**PROBLEM DETAILS:** Could you reproduce the passage on slavery and the Confederacy below, word for word?

**PASSAGE GIVEN:**
Your view of History is rather simplistic.

Let's flesh it out.

Lawrence Keitt, speaking in the South Carolina secession convention, said, "Our people have come to this on the question of slavery. I am willing, in that address to rest it upon that question. I think it is the great central point from which we are now proceeding, and I am not willing to divert the public attention from it."

--From the Confederate Constitution:

Article I, Section 9, Paragraph 4: "No bill of attainder, ex post facto law, or law denying or impairing the right of property in negro slaves shall be passed."

Article IV, Section 3, Paragraph 3: "The Confederate States may acquire new territory . . . In all such territory, the institution of negro slavery, as it now exists in the Confederate States, shall be recognized and protected by Congress and the territorial government."

Lines of data:

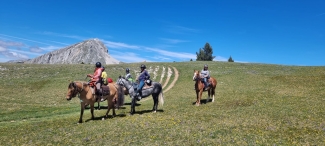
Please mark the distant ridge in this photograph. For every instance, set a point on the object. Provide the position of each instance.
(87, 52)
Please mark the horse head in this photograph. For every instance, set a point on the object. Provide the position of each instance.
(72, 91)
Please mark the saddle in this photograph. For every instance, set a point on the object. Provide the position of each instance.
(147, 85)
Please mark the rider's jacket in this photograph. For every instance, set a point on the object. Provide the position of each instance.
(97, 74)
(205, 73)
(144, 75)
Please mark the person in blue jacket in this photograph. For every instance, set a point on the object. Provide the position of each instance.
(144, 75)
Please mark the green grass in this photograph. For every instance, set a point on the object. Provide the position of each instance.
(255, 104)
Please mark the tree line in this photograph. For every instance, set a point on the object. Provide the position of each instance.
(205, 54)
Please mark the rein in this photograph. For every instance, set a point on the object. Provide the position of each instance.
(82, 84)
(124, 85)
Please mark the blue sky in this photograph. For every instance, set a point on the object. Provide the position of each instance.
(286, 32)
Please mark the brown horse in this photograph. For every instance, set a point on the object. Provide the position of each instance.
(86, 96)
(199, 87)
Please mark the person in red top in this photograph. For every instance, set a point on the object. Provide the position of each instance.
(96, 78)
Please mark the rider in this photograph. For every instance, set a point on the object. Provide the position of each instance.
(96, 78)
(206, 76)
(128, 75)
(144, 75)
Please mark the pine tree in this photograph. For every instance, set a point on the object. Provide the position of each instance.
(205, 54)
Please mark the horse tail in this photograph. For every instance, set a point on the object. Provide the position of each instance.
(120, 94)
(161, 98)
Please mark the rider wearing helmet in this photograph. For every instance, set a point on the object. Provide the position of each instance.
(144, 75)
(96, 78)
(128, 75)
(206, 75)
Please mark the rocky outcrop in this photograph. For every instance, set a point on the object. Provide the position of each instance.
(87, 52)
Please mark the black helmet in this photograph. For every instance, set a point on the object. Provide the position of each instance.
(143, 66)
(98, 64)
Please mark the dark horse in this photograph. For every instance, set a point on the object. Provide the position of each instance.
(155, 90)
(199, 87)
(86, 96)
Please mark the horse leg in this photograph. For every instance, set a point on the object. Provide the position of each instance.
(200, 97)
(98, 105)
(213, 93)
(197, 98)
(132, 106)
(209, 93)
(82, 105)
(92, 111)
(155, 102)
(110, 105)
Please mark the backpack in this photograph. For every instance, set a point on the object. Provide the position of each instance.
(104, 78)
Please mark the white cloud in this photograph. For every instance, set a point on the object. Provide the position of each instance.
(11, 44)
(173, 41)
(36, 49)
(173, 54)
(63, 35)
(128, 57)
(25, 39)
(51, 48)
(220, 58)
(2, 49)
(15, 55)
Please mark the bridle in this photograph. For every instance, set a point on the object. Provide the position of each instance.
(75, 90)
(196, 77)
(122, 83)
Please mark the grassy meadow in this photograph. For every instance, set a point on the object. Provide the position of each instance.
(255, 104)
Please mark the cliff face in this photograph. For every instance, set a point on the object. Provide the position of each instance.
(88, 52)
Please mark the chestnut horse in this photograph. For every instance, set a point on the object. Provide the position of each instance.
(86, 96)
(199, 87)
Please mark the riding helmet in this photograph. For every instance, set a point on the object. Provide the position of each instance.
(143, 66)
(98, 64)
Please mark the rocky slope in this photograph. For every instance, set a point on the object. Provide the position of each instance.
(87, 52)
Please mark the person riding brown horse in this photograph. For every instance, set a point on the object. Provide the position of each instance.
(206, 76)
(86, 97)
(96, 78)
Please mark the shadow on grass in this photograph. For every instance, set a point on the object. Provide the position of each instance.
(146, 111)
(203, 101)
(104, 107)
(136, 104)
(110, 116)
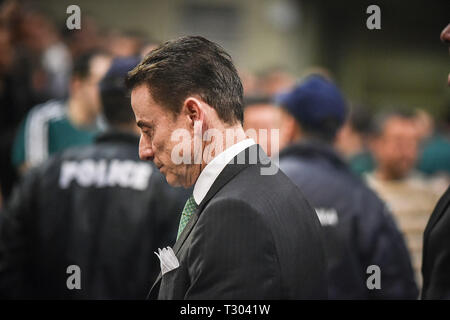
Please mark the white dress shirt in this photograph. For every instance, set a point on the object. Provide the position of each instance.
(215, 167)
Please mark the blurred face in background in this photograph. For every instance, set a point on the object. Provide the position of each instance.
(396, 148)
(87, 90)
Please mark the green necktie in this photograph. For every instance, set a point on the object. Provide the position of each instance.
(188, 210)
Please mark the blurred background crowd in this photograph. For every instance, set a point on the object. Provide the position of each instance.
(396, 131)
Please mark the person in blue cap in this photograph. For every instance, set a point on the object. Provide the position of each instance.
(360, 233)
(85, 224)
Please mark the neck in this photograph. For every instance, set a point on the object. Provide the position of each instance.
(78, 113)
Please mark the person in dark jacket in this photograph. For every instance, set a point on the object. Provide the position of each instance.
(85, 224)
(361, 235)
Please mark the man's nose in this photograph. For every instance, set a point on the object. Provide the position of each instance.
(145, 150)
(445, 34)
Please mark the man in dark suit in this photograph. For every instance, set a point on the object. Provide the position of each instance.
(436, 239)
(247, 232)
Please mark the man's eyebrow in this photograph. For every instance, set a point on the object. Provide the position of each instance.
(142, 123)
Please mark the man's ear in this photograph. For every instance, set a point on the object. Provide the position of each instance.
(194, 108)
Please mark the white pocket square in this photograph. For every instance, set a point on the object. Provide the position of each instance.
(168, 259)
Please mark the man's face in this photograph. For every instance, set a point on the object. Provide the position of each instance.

--

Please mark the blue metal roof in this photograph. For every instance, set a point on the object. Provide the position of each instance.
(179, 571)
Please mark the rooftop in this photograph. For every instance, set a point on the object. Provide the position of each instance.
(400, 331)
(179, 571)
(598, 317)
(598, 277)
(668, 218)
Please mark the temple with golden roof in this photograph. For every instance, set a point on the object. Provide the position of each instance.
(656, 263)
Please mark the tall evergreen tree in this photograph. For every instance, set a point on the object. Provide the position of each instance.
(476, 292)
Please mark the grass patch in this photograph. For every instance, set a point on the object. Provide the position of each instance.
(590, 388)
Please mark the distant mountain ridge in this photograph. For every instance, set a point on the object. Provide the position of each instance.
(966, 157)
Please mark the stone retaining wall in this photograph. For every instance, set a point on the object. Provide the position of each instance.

--

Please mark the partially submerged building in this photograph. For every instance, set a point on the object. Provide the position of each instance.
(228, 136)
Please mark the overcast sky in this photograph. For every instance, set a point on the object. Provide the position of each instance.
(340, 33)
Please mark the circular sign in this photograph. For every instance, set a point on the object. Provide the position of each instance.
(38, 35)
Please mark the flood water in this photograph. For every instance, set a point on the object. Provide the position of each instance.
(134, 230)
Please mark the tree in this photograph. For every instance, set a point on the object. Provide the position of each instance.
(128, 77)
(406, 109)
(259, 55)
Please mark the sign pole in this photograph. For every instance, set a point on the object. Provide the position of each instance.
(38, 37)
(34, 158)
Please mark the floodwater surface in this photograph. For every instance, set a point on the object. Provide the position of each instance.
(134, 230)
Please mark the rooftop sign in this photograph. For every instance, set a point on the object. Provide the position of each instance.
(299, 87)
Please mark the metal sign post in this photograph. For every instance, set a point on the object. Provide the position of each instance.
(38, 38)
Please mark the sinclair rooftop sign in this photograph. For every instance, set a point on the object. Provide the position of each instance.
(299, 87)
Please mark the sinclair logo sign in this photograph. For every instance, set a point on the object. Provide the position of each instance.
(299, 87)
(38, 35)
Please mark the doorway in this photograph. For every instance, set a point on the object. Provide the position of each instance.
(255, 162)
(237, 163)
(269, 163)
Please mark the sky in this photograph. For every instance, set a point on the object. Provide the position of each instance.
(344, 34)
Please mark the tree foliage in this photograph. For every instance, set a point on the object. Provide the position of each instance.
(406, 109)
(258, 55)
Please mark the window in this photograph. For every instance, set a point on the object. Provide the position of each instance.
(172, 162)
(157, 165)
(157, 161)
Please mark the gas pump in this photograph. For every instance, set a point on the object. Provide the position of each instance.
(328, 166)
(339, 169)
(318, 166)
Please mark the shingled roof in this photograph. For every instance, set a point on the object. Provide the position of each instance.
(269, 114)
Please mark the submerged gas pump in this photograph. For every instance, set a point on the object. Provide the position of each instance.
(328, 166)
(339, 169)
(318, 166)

**SOLVED PROBLEM:**
Your view of History is rather simplistic.

Let's flesh it out.

Lawrence Keitt, speaking in the South Carolina secession convention, said, "Our people have come to this on the question of slavery. I am willing, in that address to rest it upon that question. I think it is the great central point from which we are now proceeding, and I am not willing to divert the public attention from it."

--From the Confederate Constitution:

Article I, Section 9, Paragraph 4: "No bill of attainder, ex post facto law, or law denying or impairing the right of property in negro slaves shall be passed."

Article IV, Section 3, Paragraph 3: "The Confederate States may acquire new territory . . . In all such territory, the institution of negro slavery, as it now exists in the Confederate States, shall be recognized and protected by Congress and the territorial government."